Day 2 -San Pellegrino Terme

This morning I got up early to take the bus to San Pellegrino Terme. There the Brembano Museum has many displays on the ecosystems of the area which I thought might be interesting and useful.

Unfortunately, its website stated it was only open on Saturday from 10am to noon, which meant getting up early to catch the 8:15am bus.

And I missed it, so I had to wait nearly an hour for the next one.

The benches at the bus depot reflect Bergamo’s history with COVID. When the pandemic broke out here, it was little understood. So many people died, there was not enough space in the cemeteries. Bodies had to be shipped to other areas for burial.

The drive up to San Pelligrino is beautiful.

I would have liked to visit the San Pellegrino water bottling plant, but tours are not available.

The river is wide and rushing. The wind fresh. I saw some fishing and kayaking in the waters.

The Grand Hotel, once resplendent in the Belle Epoque with high society vacationers, is now only open for an occasional tour.

When a landmark tree fell in a wind storm, the community decided to create a sculptural piece in the hotel’s memory.

The museum I wanted to visit was closed!! despite the notice on its website. Its hours changed for July and August, but the website was not updated. I was annoyed to have made the trip in vain, but the woman in the tourist office gave me a very informative booklet that covers the information I was looking for, so not all was lost. Lesson learned: call ahead to confirm hours.

I decided to take the funicular to an area called La Vetta.

This funicular runs without a human operator.

Quite a nice view from up above.

Since I was there, I decided to visit the much-touted Grotte del Sogno, the Dream Caves. I knew that reservations were needed, but I thought I could just talk my way in. It was a rather long walk (for me) in the mid-day sun on a paved road then a rocky trail through the woods. Aside from a few runners and cyclists, I was the only one on the trail. Placards along the way described local fauna, the woodpeckers, deer and brown bears. Railings throughout gave me comfort.

But hah! I’ll just have to dream about what’s inside the Dream Caves.

Many of the homes above San Pellegrino display the Liberty Style, all the rage in Italy at the turn of the 20th century.

But there was not much else to see in La Vetta, so I headed back down on the funicular. To my great pleasure, I came across a festival of food from around the world. Greek souvlaki, Indian tikka, Chinese ravioli (dumplings), Spanish paella, and much more.

With so many booths it was hard to choose, but I decided on a Brazilian panino picanha and a mojito, which I felt I deserved after the long hike in the sun. I have taken over 10,000 steps on each of the last two days.

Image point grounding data
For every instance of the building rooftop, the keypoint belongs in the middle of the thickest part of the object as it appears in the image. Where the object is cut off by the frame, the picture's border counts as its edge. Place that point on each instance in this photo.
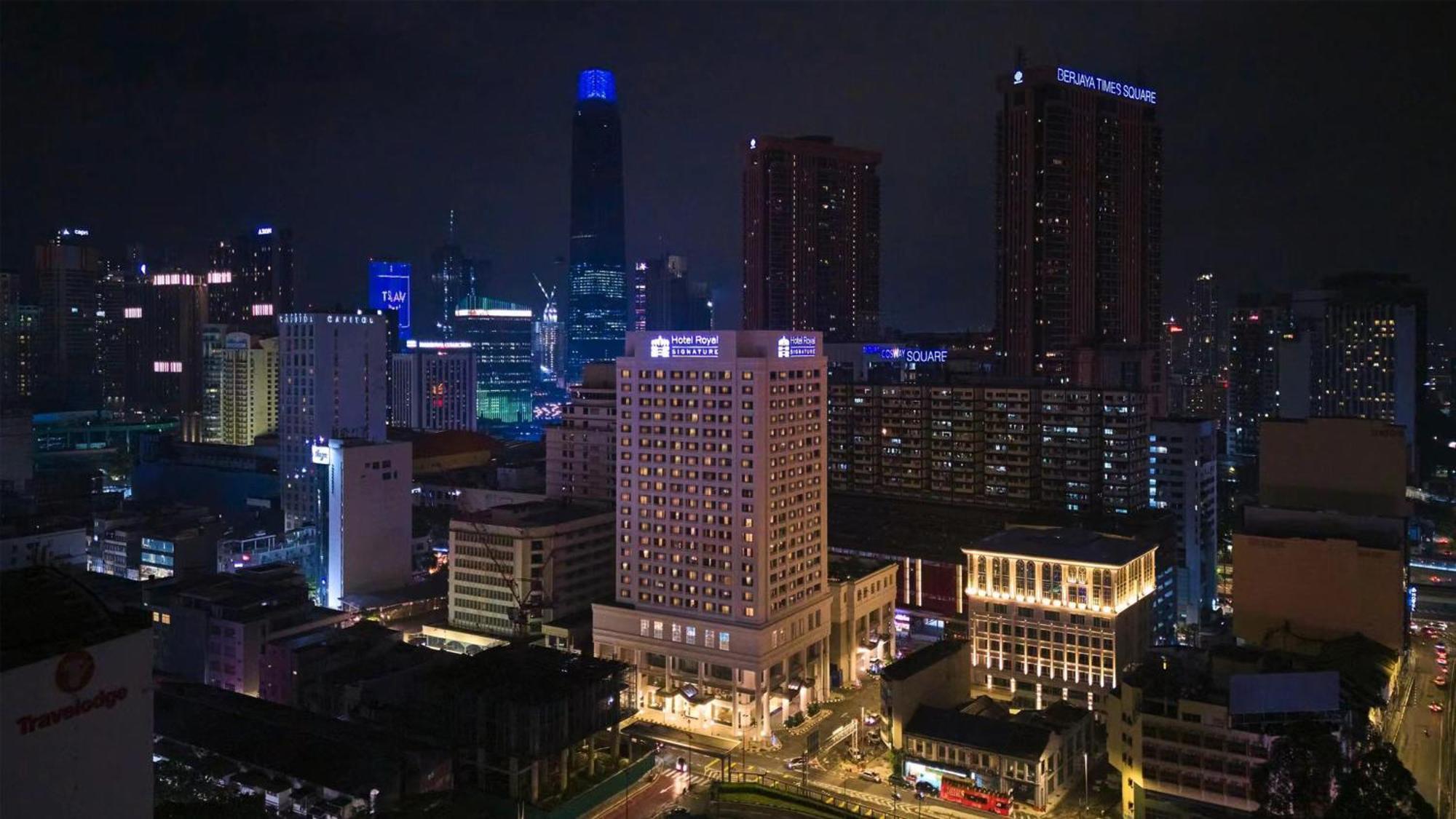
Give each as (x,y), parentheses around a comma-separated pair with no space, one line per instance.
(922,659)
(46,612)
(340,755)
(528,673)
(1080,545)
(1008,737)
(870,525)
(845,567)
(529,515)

__Explore the material__.
(a) Answer these questions from the San Pellegrino Terme account:
(i) What time was the bus that the writer missed?
(ii) What does the funicular to La Vetta run without?
(iii) What did the writer order at the food festival?
(b) Carry on the San Pellegrino Terme account from its last sentence.
The entries have nothing to do with what is asked here.

__Answers to the tasks__.
(a)
(i) 8:15am
(ii) A human operator
(iii) A Brazilian panino picanha and a mojito

(b)
The Sicilian booth also grabbed me. I turned away from the arancini and chocolate cannoli and went for some cookies. How could I resist?

Unfortunately the bag of cookies was missing when I got home. I must have set them down to get out my bus ticket and forgot them. Not that I needed them. At all.

The bus trip back to Bergamo was enhanced by the George Clooney look-alike bus driver .

Back in Bergamo Alta, I came across a mini crafts fair. So many booties!

Saturday brought out the tourists, mostly Italians and other Europeans. If it’s like this in Bergamo, what can it be like in Venice, Florence or Rome? I shudder to imagine.

I rested for a bit, then went back out to visit the cathedral museum. It is an archaeological site beneath the cathedral showing artifacts and structures from the various past eras, including traces of a Roman road with stores and houses.

The museum also displays objects from the cathedral’s treasures, which includes relics such as this holy thorn from Christ’s crown. The relic has a long and intriguing history, described in a Bergamo newspaper article a while back. You might want to use Google translate to trace its way from Jerusalem to the Bergamo diocese.

Lots of finery, silver and, of course, textiles, which show mind-boggling detail.

This image measures a little over an inch wide.

After the museum visit, it was pleasant to sit out on the piazza and listen to a violinist play both classical and modern pieces.

On the way back to my lodging, I passed the lions who always call to me. I finally gave in and took their photos. They are the white lion guards at the back portal of the Basilica and match their red counterparts at the front.

Tomorrow I may explore Bergamo Basso.